*** Extrait de page ***

C’est le seul territoire en France dans lequel sont en vigueur à la fois la redevance incitative et les bornes d’apports volontaires, à l’échelle d’un département.

En Dordogne, un système de tarification incitative et d’apports volontaires de déchets dans des bornes qui s’ouvrent par badges se déploie depuis 2016.

Le syndicat en charge de cette gestion des déchets, le SMD3, observe que dans les secteurs concernés le volume des ordures ménagères baisse et celui des déchets recyclables augmente.

Certains particuliers avec des déchets incompressibles sont opposés à ce dispositif et regrettent les bacs à roulettes près de chez eux. Les professionnels du tourisme (campings, restaurants et hôtels) accueillent plutôt favorablement la mesure, tout en attendant certains ajustements.

Fini le camion des éboueurs qui passe au petit matin ramasser les poubelles déposées dans les bacs à roulettes. En Dordogne, un nouveau système de gestion des déchets a été progressivement mis en place depuis 2016. « Pour un foyer de deux personnes par exemple, il y a 26 ouvertures de soixante litres autorisées à l’année, explique Isabelle Moreau, secrétaire générale du SMD3, le syndicat en charge de la gestion des déchets sur le département. Au-delà de ce volume, le dépôt est facturé 5,22 euros ».

Les résidents déverrouillent la borne grâce à un badge qui donne droit à des ouvertures limitées tandis que les bacs de recyclage pour le verre et les emballages restent en accès libre. L’objectif est bien de diviser par deux (entre 2010 et 2025) le volume des déchets produits par les habitants dans ce département où l’enfouissement coûte cher, en accord avec la loi Transition énergétique de 2016.

*** Données fournies ***

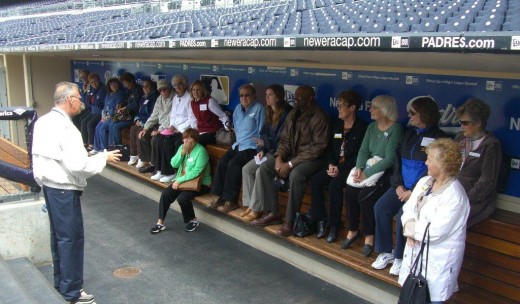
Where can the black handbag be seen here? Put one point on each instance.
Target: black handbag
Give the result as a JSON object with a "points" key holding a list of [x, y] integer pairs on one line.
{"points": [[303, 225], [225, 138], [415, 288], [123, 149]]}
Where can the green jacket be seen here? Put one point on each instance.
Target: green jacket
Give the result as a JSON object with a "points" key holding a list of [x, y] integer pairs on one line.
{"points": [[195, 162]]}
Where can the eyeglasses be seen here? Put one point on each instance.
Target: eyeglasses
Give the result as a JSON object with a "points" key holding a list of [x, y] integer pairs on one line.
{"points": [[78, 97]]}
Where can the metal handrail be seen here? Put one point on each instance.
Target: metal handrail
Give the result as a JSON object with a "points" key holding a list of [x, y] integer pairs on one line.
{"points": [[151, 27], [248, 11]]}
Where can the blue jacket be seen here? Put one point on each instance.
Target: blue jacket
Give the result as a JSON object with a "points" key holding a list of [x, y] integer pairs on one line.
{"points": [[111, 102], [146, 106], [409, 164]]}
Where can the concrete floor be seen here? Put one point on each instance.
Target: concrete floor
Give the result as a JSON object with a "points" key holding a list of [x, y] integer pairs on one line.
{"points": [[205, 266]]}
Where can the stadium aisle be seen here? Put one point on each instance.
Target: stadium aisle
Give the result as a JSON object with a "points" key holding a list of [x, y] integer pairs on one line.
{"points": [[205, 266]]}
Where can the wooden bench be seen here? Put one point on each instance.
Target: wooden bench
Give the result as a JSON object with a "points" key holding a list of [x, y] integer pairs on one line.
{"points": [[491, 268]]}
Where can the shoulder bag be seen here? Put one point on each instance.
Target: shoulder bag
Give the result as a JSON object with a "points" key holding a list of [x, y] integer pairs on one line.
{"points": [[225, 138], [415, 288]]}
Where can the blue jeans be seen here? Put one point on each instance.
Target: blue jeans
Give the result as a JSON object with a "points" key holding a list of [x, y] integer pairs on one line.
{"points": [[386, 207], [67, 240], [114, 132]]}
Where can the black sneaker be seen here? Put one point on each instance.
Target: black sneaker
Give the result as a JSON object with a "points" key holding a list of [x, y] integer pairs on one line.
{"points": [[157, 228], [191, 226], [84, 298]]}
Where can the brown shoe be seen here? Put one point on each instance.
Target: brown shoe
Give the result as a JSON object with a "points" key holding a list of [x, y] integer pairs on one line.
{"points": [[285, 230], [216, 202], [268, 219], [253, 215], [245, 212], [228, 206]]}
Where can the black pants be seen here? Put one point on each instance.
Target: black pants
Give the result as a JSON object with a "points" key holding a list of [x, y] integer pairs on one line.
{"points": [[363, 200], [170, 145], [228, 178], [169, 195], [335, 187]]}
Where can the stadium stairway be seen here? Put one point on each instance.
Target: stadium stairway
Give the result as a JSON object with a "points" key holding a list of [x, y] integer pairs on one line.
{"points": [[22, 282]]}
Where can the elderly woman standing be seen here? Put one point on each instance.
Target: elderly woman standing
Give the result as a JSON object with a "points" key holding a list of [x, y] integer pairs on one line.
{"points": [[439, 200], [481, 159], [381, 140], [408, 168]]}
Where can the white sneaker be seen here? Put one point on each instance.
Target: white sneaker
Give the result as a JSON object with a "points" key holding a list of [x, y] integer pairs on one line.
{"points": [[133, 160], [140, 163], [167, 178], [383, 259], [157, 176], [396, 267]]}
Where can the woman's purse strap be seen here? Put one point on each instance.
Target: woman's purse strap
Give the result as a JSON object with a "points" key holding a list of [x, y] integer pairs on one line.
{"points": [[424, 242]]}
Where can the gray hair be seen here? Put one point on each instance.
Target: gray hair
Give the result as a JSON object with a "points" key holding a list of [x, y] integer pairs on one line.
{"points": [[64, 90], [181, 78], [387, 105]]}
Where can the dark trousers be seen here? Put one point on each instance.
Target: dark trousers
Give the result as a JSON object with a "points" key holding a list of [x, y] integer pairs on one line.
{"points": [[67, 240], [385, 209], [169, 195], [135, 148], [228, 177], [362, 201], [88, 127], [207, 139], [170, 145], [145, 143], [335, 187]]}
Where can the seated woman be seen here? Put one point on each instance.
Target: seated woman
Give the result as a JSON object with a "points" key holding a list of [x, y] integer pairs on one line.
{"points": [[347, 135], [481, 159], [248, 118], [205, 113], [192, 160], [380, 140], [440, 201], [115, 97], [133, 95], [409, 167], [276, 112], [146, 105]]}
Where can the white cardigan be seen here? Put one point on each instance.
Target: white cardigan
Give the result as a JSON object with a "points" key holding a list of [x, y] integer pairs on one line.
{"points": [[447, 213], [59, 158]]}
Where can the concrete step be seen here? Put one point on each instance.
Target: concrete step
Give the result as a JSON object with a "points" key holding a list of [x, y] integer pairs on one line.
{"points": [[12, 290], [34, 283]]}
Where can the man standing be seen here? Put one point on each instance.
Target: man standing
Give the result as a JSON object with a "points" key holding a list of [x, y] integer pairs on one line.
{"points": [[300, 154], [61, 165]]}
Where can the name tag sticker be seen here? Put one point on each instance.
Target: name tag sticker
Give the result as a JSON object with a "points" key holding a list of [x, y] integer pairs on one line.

***
*** Données fournies ***

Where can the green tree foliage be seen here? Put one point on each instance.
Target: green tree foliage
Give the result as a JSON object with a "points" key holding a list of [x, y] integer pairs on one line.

***

__À faire__.
1. D'après l'extrait sur les déchets en Dordogne, quel montant est facturé pour un dépôt au-delà du volume autorisé ?
2. Reproduisez le passage de l'extrait sur les déchets en Dordogne qui commence à « En Dordogne, un système » et se termine à « déchets recyclables augmente. ».

__Réponses complètes__.
1. 5,22 euros.

2.
En Dordogne, un système de tarification incitative et d’apports volontaires de déchets dans des bornes qui s’ouvrent par badges se déploie depuis 2016.

Le syndicat en charge de cette gestion des déchets, le SMD3, observe que dans les secteurs concernés le volume des ordures ménagères baisse et celui des déchets recyclables augmente.